In the records below, find the line with "column 78, row 54" and the line with "column 129, row 189". Print both exactly, along with every line between them, and no other line.
================================
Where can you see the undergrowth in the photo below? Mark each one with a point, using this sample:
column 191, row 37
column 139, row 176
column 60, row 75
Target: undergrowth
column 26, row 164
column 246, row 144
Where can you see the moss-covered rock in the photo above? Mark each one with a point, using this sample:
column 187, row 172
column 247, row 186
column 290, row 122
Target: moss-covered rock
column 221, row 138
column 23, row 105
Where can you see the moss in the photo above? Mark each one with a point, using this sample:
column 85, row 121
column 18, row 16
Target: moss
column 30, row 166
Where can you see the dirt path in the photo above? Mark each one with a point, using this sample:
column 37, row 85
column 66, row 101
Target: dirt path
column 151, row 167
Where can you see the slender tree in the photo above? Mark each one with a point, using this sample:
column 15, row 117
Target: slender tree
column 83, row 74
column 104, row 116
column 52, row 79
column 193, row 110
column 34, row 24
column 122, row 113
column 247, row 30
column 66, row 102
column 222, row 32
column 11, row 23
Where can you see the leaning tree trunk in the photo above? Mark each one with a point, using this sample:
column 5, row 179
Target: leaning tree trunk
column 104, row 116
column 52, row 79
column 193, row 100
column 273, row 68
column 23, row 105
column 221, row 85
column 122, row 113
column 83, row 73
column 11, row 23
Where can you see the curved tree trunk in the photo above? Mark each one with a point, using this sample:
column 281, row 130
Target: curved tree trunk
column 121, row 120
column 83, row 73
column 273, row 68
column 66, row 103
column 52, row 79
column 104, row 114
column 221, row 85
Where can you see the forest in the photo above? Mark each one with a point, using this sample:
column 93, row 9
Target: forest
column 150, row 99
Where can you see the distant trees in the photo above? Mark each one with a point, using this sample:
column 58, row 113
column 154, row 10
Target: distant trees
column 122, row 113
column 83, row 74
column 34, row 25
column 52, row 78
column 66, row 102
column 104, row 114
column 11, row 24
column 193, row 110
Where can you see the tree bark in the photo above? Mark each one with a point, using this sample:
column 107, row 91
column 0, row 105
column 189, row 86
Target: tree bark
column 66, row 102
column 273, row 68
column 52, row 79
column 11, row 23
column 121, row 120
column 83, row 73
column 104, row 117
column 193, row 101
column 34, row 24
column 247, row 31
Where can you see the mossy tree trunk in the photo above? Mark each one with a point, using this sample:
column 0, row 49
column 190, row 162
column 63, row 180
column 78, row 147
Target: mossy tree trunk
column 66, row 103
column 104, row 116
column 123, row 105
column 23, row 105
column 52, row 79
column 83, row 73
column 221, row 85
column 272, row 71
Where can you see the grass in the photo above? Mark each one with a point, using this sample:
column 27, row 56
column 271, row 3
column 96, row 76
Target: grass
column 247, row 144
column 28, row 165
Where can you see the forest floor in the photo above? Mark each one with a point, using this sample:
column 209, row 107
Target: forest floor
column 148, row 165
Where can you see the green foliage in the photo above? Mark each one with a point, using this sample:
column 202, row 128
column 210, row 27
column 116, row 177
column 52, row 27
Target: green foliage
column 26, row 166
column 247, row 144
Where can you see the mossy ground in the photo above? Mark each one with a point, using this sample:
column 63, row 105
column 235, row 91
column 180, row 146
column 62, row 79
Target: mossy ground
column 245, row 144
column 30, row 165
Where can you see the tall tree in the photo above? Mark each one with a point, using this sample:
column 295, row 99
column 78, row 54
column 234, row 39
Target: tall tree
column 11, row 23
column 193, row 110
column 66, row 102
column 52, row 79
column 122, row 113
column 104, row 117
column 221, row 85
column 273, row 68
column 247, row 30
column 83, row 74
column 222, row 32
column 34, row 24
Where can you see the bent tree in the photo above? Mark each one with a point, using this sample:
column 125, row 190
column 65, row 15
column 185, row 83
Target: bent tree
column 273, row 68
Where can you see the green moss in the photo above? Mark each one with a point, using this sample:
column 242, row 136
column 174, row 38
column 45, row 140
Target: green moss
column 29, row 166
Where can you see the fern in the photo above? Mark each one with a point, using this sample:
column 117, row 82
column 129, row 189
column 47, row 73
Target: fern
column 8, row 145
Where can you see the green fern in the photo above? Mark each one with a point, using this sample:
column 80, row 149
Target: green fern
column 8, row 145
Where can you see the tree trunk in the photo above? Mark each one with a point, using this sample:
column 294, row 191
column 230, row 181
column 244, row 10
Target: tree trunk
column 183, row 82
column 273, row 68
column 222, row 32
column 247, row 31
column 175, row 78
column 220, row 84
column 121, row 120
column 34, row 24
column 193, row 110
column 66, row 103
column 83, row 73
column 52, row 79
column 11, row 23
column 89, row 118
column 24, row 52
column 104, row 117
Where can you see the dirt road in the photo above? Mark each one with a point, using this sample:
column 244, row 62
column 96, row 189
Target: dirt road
================================
§ ANSWER TO THIS EXERCISE
column 78, row 54
column 234, row 39
Target: tall tree
column 11, row 23
column 193, row 110
column 66, row 102
column 52, row 79
column 122, row 113
column 104, row 117
column 221, row 85
column 273, row 68
column 247, row 30
column 83, row 74
column 222, row 32
column 34, row 24
Where can you see the bent tree in the photo above? Mark each one with a point, using this sample:
column 125, row 190
column 65, row 15
column 185, row 83
Target: bent tree
column 273, row 68
Where can you see the green moss in the photo above? Mark each one with a point, using this sample:
column 242, row 136
column 174, row 38
column 45, row 140
Target: green moss
column 29, row 166
Where can you see the fern in the photo above? Mark each one with a point, using this sample:
column 117, row 82
column 129, row 189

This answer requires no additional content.